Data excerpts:
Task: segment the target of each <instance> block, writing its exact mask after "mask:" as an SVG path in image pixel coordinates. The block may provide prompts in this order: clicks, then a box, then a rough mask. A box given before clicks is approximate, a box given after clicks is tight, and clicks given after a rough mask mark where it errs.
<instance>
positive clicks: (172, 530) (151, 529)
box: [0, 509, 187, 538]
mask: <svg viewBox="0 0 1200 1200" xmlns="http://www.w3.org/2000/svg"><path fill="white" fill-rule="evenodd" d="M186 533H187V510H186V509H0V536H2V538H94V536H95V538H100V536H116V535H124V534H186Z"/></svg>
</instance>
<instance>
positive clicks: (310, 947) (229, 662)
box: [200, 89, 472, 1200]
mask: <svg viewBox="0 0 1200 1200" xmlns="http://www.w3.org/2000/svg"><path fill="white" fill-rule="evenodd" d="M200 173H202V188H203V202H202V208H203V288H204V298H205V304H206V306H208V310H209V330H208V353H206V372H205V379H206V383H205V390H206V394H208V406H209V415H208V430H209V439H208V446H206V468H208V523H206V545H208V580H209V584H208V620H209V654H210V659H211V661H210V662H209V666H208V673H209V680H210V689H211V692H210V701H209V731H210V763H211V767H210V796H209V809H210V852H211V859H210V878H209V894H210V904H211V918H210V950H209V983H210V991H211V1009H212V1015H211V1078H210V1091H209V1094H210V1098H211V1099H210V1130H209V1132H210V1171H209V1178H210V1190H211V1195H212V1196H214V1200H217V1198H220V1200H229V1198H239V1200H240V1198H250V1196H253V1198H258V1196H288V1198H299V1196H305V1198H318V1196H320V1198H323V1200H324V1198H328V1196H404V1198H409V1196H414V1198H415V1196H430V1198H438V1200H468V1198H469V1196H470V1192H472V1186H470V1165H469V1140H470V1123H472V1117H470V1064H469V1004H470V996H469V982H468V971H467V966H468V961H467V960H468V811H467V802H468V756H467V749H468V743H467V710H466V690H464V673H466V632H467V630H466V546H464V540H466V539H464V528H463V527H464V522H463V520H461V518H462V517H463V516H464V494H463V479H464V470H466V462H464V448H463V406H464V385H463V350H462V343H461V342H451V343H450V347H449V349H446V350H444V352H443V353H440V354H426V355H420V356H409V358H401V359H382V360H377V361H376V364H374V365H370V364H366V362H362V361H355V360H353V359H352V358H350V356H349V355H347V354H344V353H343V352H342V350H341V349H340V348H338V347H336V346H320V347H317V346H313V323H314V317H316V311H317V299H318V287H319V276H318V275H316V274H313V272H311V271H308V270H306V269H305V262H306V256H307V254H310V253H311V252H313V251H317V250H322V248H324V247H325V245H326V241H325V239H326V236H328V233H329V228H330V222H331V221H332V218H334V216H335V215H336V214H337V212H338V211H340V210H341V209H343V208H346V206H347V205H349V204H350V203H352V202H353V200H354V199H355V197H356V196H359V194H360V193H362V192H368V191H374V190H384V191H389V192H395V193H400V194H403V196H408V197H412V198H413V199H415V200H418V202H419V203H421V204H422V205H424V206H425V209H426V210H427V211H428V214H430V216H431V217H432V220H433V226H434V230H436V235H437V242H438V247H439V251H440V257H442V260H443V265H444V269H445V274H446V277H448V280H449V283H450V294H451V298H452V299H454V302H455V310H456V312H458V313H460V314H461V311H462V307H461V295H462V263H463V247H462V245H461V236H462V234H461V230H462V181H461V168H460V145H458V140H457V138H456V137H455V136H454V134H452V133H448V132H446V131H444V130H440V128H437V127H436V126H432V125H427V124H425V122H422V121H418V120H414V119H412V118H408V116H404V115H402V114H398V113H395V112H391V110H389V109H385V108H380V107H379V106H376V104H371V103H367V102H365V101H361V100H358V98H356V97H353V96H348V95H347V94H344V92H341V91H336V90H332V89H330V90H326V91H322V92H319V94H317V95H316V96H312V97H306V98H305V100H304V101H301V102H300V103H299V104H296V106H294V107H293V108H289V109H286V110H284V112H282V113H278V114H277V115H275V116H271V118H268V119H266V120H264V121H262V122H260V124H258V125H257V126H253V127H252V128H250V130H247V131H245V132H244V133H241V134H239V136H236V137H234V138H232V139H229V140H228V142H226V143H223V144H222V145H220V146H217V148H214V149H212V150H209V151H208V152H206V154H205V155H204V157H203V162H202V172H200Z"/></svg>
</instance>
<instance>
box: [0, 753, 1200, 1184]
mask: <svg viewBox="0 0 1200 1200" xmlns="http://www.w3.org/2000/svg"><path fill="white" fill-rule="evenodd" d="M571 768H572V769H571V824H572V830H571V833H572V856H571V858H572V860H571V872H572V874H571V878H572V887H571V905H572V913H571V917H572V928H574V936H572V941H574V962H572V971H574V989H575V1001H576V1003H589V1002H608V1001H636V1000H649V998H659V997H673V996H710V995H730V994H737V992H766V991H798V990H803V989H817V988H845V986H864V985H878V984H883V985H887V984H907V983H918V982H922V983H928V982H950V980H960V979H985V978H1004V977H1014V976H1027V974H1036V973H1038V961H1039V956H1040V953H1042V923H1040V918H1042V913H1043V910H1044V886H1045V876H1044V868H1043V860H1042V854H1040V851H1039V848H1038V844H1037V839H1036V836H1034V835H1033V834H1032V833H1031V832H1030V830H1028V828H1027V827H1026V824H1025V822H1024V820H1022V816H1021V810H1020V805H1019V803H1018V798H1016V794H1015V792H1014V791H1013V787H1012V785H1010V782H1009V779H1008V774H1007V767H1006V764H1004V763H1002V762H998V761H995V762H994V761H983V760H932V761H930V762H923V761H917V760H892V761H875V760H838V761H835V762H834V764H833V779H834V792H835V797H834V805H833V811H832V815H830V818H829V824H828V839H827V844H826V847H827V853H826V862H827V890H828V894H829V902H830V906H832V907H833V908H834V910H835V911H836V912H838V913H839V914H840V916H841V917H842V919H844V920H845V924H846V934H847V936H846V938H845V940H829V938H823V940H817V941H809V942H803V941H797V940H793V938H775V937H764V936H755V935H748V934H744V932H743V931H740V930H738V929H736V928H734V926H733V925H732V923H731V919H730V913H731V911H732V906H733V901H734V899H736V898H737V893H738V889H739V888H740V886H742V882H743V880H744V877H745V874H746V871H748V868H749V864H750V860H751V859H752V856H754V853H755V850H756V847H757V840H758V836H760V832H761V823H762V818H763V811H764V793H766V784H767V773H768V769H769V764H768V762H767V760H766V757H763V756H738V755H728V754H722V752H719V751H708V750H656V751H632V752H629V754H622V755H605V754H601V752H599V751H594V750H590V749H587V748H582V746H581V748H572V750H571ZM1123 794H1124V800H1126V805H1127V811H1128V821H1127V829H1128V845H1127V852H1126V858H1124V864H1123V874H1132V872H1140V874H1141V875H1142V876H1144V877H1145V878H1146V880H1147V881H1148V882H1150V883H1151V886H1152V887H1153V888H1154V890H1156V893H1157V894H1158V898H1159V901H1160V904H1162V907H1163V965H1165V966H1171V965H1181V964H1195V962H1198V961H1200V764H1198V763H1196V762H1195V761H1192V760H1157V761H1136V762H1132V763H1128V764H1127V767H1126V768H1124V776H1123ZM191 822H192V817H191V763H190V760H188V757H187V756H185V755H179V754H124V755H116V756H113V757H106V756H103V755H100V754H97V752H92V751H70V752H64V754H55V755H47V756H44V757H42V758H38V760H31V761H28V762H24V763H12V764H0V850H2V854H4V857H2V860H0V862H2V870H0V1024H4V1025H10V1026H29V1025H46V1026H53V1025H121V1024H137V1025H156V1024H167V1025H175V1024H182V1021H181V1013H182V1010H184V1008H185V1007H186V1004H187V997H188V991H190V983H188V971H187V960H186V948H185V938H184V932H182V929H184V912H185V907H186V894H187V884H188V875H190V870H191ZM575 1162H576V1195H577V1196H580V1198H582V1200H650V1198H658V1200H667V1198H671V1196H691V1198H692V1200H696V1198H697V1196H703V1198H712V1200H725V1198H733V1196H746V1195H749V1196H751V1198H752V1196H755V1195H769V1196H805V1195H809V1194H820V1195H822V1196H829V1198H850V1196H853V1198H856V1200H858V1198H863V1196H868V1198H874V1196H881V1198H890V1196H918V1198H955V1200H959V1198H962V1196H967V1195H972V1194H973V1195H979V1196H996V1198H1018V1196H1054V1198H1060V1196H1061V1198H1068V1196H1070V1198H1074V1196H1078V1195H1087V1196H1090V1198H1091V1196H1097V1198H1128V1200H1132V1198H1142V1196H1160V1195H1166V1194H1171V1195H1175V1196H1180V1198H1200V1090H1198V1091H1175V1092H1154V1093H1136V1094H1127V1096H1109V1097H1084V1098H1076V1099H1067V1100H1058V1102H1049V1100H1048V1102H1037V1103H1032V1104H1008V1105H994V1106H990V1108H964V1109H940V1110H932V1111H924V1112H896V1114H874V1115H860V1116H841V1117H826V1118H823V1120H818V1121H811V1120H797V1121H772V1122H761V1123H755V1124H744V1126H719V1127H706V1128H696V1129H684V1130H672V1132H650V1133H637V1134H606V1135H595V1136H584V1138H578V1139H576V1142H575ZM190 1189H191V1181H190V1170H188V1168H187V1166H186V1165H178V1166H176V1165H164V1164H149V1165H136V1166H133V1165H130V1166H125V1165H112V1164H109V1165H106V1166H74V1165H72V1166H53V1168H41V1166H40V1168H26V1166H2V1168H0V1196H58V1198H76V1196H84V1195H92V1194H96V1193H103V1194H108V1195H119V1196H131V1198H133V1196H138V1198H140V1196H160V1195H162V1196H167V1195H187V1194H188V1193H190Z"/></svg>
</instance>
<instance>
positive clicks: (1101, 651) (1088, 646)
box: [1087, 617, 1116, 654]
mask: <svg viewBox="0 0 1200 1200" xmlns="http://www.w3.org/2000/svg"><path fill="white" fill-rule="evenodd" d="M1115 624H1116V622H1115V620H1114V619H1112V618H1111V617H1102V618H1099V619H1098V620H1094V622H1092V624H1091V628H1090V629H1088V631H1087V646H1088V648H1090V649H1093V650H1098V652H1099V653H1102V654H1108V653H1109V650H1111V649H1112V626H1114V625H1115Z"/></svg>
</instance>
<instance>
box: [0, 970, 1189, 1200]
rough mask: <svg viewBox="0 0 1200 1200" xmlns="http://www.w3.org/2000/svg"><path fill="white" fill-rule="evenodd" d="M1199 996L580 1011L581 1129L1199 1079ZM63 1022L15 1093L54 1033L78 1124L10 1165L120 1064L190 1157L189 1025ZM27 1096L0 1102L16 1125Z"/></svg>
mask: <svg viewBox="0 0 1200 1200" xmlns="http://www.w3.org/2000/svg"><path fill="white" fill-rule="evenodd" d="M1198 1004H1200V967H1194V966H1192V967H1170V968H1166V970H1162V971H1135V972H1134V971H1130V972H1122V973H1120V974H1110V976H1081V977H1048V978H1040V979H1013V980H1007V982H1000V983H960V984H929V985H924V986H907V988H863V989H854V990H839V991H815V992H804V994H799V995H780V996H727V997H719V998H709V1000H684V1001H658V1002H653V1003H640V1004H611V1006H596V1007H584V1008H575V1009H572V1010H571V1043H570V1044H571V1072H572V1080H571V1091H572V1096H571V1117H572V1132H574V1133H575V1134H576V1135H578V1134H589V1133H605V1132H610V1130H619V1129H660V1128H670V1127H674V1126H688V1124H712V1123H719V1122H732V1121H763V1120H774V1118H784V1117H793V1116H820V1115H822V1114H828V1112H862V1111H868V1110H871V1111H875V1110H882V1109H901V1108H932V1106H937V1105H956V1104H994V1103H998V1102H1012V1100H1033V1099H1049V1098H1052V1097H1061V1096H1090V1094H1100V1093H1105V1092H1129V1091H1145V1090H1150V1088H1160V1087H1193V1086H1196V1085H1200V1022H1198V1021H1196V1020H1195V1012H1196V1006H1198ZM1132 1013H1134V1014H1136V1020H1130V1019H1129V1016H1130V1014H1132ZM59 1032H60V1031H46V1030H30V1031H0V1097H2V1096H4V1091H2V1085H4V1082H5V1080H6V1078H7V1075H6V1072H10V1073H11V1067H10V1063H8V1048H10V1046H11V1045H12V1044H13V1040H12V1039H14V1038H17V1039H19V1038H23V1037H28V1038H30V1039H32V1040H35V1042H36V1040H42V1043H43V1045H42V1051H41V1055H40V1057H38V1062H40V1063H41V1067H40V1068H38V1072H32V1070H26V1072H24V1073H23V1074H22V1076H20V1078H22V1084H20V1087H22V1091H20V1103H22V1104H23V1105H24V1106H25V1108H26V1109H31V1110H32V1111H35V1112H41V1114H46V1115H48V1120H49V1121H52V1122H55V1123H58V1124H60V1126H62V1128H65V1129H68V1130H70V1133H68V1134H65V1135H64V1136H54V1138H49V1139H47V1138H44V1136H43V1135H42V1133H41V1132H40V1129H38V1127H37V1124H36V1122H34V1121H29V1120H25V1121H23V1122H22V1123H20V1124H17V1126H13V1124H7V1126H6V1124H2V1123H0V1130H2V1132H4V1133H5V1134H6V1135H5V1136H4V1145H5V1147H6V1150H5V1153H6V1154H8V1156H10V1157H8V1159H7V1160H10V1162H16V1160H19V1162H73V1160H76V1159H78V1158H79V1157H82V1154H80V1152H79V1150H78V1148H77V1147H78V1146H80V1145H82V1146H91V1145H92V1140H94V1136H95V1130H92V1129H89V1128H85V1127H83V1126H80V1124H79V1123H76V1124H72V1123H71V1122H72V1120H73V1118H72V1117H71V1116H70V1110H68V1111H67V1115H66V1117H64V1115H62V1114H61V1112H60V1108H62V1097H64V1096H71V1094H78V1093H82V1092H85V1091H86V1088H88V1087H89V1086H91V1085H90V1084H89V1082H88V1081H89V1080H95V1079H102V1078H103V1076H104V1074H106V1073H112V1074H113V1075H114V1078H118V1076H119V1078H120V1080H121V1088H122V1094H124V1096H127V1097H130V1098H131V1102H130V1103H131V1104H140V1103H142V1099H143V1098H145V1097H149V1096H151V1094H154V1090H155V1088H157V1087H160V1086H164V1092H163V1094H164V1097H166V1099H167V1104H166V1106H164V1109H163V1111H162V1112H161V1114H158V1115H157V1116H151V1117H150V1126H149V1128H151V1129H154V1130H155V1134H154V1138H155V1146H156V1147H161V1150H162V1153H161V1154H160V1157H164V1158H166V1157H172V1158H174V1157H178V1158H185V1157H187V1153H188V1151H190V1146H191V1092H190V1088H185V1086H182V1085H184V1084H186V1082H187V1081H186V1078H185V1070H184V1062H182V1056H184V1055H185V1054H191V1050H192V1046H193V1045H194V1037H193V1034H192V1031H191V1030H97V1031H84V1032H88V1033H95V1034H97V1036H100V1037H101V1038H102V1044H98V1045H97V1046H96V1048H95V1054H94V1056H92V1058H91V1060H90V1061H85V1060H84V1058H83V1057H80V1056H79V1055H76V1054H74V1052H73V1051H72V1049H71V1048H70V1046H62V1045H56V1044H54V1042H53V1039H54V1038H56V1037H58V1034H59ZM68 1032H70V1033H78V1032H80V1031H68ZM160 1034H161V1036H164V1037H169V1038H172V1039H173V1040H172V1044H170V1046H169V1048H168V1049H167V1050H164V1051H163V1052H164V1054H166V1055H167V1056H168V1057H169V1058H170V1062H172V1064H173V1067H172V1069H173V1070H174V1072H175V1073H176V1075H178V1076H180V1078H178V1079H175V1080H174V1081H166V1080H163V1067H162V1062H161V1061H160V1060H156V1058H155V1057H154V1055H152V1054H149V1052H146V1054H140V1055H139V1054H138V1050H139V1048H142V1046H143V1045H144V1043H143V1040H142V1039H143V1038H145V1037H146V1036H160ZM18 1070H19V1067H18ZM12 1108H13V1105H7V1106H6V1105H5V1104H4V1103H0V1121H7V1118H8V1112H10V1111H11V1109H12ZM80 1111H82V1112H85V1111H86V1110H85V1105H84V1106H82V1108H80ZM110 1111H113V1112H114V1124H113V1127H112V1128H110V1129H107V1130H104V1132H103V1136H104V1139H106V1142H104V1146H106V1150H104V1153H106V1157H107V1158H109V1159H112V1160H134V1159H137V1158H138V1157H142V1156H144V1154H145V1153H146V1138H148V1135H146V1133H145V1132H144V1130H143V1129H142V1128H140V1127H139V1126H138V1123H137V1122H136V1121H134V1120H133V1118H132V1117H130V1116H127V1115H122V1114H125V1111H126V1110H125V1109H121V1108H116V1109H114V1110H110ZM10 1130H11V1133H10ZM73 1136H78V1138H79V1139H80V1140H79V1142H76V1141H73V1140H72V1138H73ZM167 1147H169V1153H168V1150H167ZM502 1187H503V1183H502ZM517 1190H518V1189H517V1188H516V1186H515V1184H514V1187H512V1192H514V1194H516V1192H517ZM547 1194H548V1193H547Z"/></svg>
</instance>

§ TASK DIRECTIONS: Taking the line with "box: [0, 509, 187, 538]" as the first and the line with "positive clicks: (310, 947) (229, 662)" as the last, retype that stretch of the data above exactly, with no other lines.

§ FINISHED EXERCISE:
box: [0, 509, 187, 538]
mask: <svg viewBox="0 0 1200 1200" xmlns="http://www.w3.org/2000/svg"><path fill="white" fill-rule="evenodd" d="M186 533H187V510H186V509H0V536H2V538H94V536H95V538H100V536H116V535H124V534H186Z"/></svg>
</instance>
<instance>
positive clicks: (310, 947) (229, 662)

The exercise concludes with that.